▸ Saved entries:
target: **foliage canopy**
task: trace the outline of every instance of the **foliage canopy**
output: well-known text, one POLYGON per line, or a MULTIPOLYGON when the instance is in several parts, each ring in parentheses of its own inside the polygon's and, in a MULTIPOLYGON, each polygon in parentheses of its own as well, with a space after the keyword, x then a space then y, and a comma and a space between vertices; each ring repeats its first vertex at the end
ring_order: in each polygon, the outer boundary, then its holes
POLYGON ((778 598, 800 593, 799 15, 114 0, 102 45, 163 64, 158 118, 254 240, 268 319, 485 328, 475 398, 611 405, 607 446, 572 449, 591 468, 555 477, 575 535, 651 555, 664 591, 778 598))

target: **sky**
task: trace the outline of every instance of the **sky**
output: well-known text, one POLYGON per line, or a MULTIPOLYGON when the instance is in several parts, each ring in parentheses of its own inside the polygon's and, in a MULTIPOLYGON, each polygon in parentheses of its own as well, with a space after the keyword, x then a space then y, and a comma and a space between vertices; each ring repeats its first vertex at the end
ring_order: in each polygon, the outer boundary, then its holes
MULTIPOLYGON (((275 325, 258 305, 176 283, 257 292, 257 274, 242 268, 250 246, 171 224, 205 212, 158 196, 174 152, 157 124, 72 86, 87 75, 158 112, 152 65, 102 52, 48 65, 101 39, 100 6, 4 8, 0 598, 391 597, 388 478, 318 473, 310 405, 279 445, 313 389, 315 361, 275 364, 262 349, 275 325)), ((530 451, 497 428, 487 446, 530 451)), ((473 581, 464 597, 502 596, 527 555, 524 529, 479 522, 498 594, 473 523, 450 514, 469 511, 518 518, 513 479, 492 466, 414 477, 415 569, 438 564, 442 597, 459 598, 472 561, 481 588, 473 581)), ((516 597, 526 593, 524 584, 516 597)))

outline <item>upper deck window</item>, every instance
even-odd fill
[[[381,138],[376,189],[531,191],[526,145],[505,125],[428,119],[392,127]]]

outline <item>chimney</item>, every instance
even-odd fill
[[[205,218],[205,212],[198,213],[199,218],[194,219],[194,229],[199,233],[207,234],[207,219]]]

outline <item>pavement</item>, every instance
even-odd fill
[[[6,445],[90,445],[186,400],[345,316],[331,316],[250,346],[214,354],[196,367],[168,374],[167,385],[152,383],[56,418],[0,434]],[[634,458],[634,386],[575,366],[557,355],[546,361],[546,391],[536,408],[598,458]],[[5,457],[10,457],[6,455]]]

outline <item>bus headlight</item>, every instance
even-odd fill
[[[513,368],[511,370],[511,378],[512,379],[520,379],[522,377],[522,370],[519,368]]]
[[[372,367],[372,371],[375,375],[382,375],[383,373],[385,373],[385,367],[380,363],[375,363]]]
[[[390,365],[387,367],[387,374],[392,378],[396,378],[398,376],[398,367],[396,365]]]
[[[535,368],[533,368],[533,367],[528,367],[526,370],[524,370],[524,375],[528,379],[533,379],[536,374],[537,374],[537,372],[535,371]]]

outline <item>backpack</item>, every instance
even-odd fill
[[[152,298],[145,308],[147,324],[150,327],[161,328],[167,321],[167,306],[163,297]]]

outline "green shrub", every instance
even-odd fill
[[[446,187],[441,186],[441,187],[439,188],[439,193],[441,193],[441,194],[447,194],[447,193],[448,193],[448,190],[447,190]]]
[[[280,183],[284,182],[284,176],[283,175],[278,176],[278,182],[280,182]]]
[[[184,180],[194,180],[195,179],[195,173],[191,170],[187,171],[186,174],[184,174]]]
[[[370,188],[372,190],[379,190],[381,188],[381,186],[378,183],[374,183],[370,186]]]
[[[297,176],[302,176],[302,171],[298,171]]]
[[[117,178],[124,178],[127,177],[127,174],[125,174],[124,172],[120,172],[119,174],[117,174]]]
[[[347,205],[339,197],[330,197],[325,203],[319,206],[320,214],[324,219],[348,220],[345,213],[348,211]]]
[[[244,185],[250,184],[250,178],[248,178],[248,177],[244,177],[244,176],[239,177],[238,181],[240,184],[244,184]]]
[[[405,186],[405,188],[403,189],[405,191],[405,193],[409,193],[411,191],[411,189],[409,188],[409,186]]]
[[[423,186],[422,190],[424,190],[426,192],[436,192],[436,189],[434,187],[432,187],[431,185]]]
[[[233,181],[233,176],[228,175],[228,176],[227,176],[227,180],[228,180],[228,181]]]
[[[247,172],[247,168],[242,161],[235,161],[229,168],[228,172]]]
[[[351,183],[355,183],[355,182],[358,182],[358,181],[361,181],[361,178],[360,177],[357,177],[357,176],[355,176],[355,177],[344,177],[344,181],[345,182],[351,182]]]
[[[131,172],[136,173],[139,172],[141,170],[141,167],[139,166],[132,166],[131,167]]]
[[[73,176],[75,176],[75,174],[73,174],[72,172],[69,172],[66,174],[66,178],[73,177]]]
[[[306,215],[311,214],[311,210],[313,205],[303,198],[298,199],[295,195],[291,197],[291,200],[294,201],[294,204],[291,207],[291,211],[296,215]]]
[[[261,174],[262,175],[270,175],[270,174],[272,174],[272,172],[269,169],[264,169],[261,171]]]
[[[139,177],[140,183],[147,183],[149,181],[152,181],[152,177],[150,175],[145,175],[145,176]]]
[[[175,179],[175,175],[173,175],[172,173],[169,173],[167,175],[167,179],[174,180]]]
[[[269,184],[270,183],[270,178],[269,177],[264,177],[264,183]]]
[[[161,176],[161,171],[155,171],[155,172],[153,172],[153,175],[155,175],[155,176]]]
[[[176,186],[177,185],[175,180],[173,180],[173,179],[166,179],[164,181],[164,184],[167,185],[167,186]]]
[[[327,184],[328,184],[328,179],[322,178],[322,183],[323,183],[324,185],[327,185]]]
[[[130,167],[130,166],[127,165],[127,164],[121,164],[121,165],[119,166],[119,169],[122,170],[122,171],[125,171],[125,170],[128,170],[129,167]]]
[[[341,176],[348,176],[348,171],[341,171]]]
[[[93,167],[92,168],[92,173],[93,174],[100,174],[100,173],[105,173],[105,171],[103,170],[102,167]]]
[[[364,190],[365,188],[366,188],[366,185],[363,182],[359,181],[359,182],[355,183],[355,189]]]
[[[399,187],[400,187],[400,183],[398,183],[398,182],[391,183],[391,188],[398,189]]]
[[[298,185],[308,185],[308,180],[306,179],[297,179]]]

▸ Work request:
Nothing in the records may be dropped; reproduce them exactly.

▸ Result of this task:
target: **foliage canopy**
task: trace the outline of every instance of the **foliage canopy**
output: well-known text, one POLYGON per line, or a MULTIPOLYGON when the instance is in several parts, each ring in parentheses of its own inside the polygon's and, in a MULTIPOLYGON, each polygon in parentheses of its own as well, with a space after the keyword, x then a space then y, and a comma and a space between vertices; each ring repeats its first vertex at the end
ring_order: in each polygon, the outer boundary, then its holes
POLYGON ((778 598, 800 593, 799 15, 114 0, 102 45, 163 64, 158 118, 254 240, 268 319, 485 328, 475 398, 611 405, 607 446, 572 449, 591 468, 555 477, 575 535, 651 555, 664 591, 778 598))

target: **sky**
task: trace the outline of every instance of the **sky**
output: well-known text, one POLYGON per line, or a MULTIPOLYGON when the instance is in several parts, each ring in parentheses of its own inside the polygon's and, in a MULTIPOLYGON, each polygon in parentheses of its own as well, with a space after the keyword, x then a space then y, and a comma and a space between vertices; each ring repeats its first vertex at the end
ring_order: in each polygon, the outer boundary, then its holes
MULTIPOLYGON (((275 325, 258 305, 176 283, 257 292, 257 274, 242 268, 250 246, 171 224, 205 212, 158 196, 174 152, 157 124, 72 86, 87 75, 158 112, 152 65, 102 52, 48 65, 101 39, 100 6, 4 8, 0 598, 391 597, 388 478, 318 473, 310 405, 279 445, 313 389, 315 361, 275 364, 262 349, 275 325)), ((530 451, 497 428, 487 446, 530 451)), ((473 581, 464 597, 502 596, 527 555, 524 529, 479 522, 498 594, 473 523, 450 514, 469 511, 518 518, 513 479, 492 466, 414 477, 415 569, 438 564, 442 597, 459 598, 472 561, 481 588, 473 581)), ((516 597, 526 593, 524 584, 516 597)))

outline <item>upper deck window</item>, every instance
even-odd fill
[[[381,138],[376,189],[531,191],[526,145],[505,125],[428,119],[392,127]]]

outline <item>chimney</item>, every instance
even-odd fill
[[[205,218],[205,212],[198,213],[199,218],[194,219],[194,229],[199,233],[207,234],[207,219]]]

outline <item>pavement</item>, every instance
even-odd fill
[[[6,445],[90,445],[186,400],[345,316],[331,316],[250,346],[214,354],[196,367],[168,374],[167,385],[152,383],[56,418],[0,434]],[[634,458],[634,386],[575,366],[557,355],[546,361],[546,391],[536,408],[598,458]],[[5,457],[10,457],[6,455]]]

outline <item>bus headlight</item>, every instance
even-odd fill
[[[513,368],[511,370],[511,378],[512,379],[520,379],[522,377],[522,370],[519,368]]]
[[[372,367],[372,371],[375,375],[382,375],[383,373],[385,373],[385,367],[380,363],[375,363]]]
[[[390,365],[387,367],[387,374],[392,378],[396,378],[398,376],[398,367],[396,365]]]
[[[535,368],[533,368],[533,367],[528,367],[526,370],[524,370],[524,375],[528,379],[533,379],[536,374],[537,374],[537,372],[535,371]]]

outline <item>backpack</item>, every instance
even-odd fill
[[[152,298],[145,308],[147,324],[150,327],[161,328],[167,321],[167,306],[163,297]]]

outline "green shrub", every instance
even-odd fill
[[[446,187],[441,186],[441,187],[439,188],[439,193],[441,193],[441,194],[447,194],[447,193],[448,193],[448,190],[447,190]]]
[[[280,183],[284,182],[284,176],[283,175],[278,176],[278,182],[280,182]]]
[[[184,180],[194,180],[195,179],[195,173],[191,170],[187,171],[186,174],[184,174]]]
[[[370,188],[372,190],[379,190],[381,188],[381,186],[378,183],[374,183],[370,186]]]
[[[297,176],[302,176],[302,171],[298,171]]]
[[[117,178],[124,178],[127,177],[127,174],[125,174],[124,172],[120,172],[119,174],[117,174]]]
[[[347,205],[339,197],[330,197],[325,203],[319,206],[320,214],[324,219],[348,220],[345,213],[348,211]]]
[[[244,185],[250,184],[250,178],[248,178],[248,177],[244,177],[244,176],[239,177],[238,181],[240,184],[244,184]]]
[[[405,186],[405,188],[403,189],[405,191],[405,193],[409,193],[411,191],[411,189],[409,188],[409,186]]]
[[[423,186],[422,190],[424,190],[426,192],[436,192],[436,189],[434,187],[432,187],[431,185]]]
[[[233,181],[233,176],[228,175],[228,176],[227,176],[227,180],[228,180],[228,181]]]
[[[247,172],[247,168],[242,161],[235,161],[229,168],[228,172]]]
[[[351,183],[355,183],[355,182],[358,182],[358,181],[361,181],[361,178],[360,177],[357,177],[357,176],[355,176],[355,177],[344,177],[344,181],[345,182],[351,182]]]
[[[131,172],[136,173],[139,172],[141,170],[141,167],[139,166],[132,166],[131,167]]]
[[[73,176],[75,176],[75,174],[73,174],[72,172],[69,172],[66,174],[66,178],[73,177]]]
[[[306,215],[311,214],[311,210],[313,205],[303,198],[298,199],[295,195],[291,197],[291,200],[294,201],[294,204],[291,207],[291,211],[296,215]]]
[[[261,174],[262,175],[270,175],[270,174],[272,174],[272,172],[269,169],[264,169],[261,171]]]
[[[139,177],[140,183],[147,183],[149,181],[152,181],[152,177],[150,175],[145,175],[145,176]]]
[[[175,179],[175,175],[173,175],[172,173],[169,173],[167,175],[167,179],[174,180]]]
[[[269,184],[270,183],[270,178],[269,177],[264,177],[264,183]]]
[[[161,176],[161,171],[155,171],[155,172],[153,172],[153,175],[155,175],[155,176]]]
[[[176,186],[177,185],[175,180],[173,180],[173,179],[166,179],[164,181],[164,184],[167,185],[167,186]]]
[[[327,184],[328,184],[328,179],[322,178],[322,183],[323,183],[324,185],[327,185]]]
[[[130,167],[130,166],[127,165],[127,164],[121,164],[121,165],[119,166],[119,169],[122,170],[122,171],[125,171],[125,170],[128,170],[129,167]]]
[[[341,176],[348,176],[348,171],[341,171]]]
[[[93,167],[92,168],[92,173],[93,174],[100,174],[100,173],[105,173],[105,171],[103,170],[102,167]]]
[[[364,190],[365,188],[366,188],[366,185],[363,182],[359,181],[359,182],[355,183],[355,189]]]
[[[399,187],[400,187],[400,183],[398,183],[398,182],[391,183],[391,188],[398,189]]]
[[[298,185],[308,185],[308,180],[306,179],[297,179]]]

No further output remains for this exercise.